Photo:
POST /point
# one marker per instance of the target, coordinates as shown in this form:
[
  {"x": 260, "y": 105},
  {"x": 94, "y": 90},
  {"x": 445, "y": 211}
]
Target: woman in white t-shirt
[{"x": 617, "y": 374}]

━━━━━━━━━━━━━━━━━━━━━━━━━━━━━━

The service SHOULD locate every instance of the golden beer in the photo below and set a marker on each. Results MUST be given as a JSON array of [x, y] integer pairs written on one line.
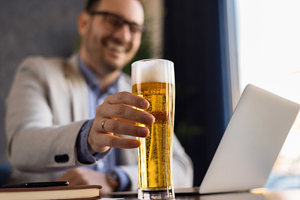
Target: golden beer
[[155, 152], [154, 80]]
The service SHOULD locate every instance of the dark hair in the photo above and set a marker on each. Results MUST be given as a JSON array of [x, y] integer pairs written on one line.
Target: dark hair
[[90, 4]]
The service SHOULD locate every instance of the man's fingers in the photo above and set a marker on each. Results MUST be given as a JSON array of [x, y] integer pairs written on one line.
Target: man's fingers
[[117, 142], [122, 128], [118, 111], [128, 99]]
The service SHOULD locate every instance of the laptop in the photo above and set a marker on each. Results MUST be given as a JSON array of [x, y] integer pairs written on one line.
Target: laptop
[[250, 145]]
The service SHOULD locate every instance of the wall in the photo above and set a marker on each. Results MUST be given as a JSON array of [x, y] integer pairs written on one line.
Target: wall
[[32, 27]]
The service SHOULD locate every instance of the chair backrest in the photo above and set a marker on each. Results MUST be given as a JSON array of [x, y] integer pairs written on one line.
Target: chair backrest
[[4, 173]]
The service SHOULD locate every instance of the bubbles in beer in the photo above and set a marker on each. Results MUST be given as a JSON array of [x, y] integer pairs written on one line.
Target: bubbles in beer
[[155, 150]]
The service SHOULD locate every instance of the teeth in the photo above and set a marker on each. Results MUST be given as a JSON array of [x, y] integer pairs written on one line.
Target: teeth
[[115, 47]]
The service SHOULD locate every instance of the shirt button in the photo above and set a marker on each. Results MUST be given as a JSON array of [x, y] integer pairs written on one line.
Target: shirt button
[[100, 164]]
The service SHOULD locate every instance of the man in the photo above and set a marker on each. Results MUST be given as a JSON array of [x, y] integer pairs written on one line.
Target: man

━━━━━━━━━━━━━━━━━━━━━━━━━━━━━━

Activity ▸ From the records, determine the number of lines holding the word "above", and state that number only.

Answer ▸ 9